===== SOURCE MATERIAL =====

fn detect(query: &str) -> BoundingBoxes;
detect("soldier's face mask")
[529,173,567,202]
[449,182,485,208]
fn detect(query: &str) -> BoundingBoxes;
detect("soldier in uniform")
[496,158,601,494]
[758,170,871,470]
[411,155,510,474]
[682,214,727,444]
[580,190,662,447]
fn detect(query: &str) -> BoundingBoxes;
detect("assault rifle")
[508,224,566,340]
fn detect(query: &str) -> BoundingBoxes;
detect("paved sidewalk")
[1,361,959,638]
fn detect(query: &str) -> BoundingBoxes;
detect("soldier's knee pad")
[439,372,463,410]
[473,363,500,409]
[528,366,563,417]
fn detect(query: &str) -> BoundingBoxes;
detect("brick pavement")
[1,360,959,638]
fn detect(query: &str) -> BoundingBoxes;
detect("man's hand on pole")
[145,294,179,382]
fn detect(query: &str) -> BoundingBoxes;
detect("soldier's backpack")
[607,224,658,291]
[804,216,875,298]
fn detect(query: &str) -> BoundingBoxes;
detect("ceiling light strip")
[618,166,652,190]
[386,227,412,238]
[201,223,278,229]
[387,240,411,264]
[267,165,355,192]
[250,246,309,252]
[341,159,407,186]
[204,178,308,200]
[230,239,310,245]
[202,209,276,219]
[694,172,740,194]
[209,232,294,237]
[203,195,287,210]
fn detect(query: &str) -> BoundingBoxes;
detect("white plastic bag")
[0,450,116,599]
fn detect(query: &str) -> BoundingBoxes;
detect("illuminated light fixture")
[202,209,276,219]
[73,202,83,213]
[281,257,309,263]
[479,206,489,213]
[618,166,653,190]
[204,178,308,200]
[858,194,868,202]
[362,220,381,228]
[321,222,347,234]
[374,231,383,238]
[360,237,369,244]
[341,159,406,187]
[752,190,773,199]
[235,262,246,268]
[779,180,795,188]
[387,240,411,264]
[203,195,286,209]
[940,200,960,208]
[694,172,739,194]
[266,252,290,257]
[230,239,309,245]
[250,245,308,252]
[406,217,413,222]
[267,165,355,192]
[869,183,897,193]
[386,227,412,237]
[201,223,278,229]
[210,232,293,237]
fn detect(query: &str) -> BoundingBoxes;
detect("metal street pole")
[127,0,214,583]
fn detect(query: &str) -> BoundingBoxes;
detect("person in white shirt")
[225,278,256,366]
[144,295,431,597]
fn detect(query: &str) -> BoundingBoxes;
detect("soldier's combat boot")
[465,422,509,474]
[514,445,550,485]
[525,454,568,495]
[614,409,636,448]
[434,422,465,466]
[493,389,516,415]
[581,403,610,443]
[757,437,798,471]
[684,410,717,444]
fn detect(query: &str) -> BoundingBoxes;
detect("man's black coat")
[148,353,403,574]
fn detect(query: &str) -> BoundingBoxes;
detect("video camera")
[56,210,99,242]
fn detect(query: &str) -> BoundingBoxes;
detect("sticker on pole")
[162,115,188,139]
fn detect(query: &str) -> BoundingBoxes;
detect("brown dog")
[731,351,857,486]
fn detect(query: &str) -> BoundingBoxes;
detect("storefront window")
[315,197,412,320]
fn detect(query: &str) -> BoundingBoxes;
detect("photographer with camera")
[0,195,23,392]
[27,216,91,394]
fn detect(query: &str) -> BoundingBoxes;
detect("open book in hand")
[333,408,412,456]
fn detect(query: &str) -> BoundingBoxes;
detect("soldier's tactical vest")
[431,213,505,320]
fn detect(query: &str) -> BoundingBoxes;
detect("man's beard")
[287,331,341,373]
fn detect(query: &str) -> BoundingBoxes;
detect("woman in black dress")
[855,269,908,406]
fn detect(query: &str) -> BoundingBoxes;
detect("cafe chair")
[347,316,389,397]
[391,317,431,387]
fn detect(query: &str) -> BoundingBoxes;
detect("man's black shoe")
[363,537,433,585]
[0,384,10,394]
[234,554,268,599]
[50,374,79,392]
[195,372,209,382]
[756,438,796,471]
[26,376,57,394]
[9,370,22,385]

=====

§ **PROBLEM DETAILS**: For every line of the listing, produce an identical copy.

§ **OUTPUT FOR THIS TASK**:
fn detect(query: &str) -> BoundingBoxes;
detect("soldier's face mask")
[529,173,567,202]
[449,182,485,208]
fn detect(query: &str) -> BoundingBoxes;
detect("soldier in uniform")
[496,158,601,494]
[758,170,871,470]
[411,155,510,474]
[682,214,727,444]
[580,190,662,447]
fn detect(query: &str) -> BoundingBoxes;
detect("assault rifle")
[508,224,566,340]
fn detect(query: &str) -> BoundingBoxes;
detect("paved sidewalk")
[1,361,959,638]
fn detect(query: &str) -> BoundingBoxes;
detect("soldier's knee pad")
[439,372,463,410]
[473,363,500,409]
[528,366,563,417]
fn detect(query: &str) -> BoundingBoxes;
detect("brick pavement")
[1,360,959,638]
fn detect(query: &str) -> BoundingBoxes;
detect("man's hand on pole")
[145,294,179,382]
fn detect(query: &str) -> BoundingBoxes;
detect("soldier's backpack")
[607,224,658,291]
[804,216,875,298]
fn detect(query: &str) -> BoundingBoxes;
detect("ceiling light strip")
[618,166,652,190]
[386,227,412,238]
[201,223,278,229]
[387,240,411,264]
[267,165,355,192]
[250,246,309,252]
[341,159,407,186]
[204,178,308,200]
[230,239,310,245]
[202,209,276,219]
[694,172,740,194]
[209,232,294,237]
[203,195,287,210]
fn detect(query: &str) -> BoundingBoxes;
detect("white plastic bag")
[0,450,116,599]
fn detect(query: &str) -> BoundingBoxes;
detect("illuminated light fixture")
[202,209,276,219]
[73,202,83,213]
[281,257,309,263]
[479,206,489,213]
[618,166,653,190]
[204,178,308,200]
[858,194,868,202]
[362,220,381,228]
[321,222,347,234]
[374,231,383,238]
[360,237,369,244]
[341,159,406,187]
[752,190,773,199]
[235,262,246,268]
[779,180,795,188]
[387,240,411,264]
[203,195,286,209]
[940,200,960,208]
[694,172,739,194]
[266,252,290,257]
[230,239,309,245]
[250,245,308,252]
[406,217,413,222]
[267,165,355,192]
[869,183,897,193]
[386,227,412,237]
[201,223,278,229]
[210,232,293,237]
fn detect(query: &str) -> BoundingBoxes;
detect("metal street pole")
[127,0,214,583]
fn detect(query: &str) -> BoundingBoxes;
detect("person in white shirt")
[225,278,256,366]
[144,295,431,597]
fn detect(query: &str) -> BoundingBoxes;
detect("soldier's combat boot")
[465,422,509,474]
[514,445,550,485]
[525,454,568,495]
[614,409,636,448]
[434,422,465,466]
[493,389,516,415]
[581,403,610,443]
[757,437,798,471]
[684,410,717,444]
fn detect(query: &str) -> BoundingBoxes;
detect("man's black coat")
[148,353,403,574]
fn detect(query: &str) -> BoundingBoxes;
detect("video camera")
[56,210,99,242]
fn detect(query: &str) -> BoundingBoxes;
detect("sticker on pole")
[162,115,188,139]
fn detect(query: &str) -> BoundingBoxes;
detect("brown dog")
[731,351,857,486]
fn detect(query: &str) -> BoundingBoxes;
detect("storefront window")
[315,197,412,320]
fn detect(query: &str) -> BoundingBoxes;
detect("photographer with camera")
[0,195,23,392]
[27,216,91,394]
fn detect(query: &str) -> BoundingBoxes;
detect("open book in hand")
[333,408,412,456]
fn detect(query: &str) -> BoundingBoxes;
detect("soldier's tactical vest")
[431,213,505,320]
fn detect(query: &str) -> BoundingBoxes;
detect("man's beard")
[287,331,341,373]
fn detect(query: &str) -> BoundingBoxes;
detect("woman in black dress")
[855,269,908,406]
fn detect(query: &str) -> BoundingBoxes;
detect("cafe chair")
[347,316,389,397]
[391,317,431,387]
fn detect(query: &str) -> BoundingBoxes;
detect("man's black shoe")
[363,537,433,585]
[0,384,10,394]
[234,554,268,599]
[50,374,79,392]
[195,372,209,382]
[756,438,796,471]
[26,376,57,394]
[9,370,22,385]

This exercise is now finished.